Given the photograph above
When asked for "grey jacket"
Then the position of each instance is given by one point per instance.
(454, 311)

...

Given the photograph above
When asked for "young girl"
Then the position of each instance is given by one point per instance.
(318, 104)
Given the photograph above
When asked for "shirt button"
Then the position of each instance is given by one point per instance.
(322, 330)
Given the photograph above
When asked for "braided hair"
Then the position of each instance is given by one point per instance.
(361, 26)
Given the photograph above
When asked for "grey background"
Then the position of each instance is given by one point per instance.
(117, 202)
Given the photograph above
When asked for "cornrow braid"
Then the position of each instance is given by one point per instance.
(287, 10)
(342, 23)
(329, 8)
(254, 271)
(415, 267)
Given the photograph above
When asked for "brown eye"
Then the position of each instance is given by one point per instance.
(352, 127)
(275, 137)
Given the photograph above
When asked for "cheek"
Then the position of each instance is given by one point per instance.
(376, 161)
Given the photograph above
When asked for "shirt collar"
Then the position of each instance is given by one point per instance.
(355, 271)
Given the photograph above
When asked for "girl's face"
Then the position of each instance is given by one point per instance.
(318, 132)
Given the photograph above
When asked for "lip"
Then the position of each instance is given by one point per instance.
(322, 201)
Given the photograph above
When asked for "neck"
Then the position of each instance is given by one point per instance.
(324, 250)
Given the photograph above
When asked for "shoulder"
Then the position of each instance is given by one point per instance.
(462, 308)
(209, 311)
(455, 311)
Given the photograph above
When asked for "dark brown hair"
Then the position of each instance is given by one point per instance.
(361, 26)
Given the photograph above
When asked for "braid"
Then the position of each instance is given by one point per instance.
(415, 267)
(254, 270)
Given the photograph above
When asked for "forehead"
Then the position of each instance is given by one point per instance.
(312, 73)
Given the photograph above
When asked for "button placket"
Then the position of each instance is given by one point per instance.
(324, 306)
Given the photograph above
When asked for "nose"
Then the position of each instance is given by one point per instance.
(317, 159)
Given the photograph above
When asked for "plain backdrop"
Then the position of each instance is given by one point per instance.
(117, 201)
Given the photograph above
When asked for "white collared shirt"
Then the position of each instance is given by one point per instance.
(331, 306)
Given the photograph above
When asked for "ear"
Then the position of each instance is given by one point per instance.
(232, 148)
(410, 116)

* Task *
Count the lines above that contain the word "shirt" and reply with that number alone.

* Solution to the problem *
3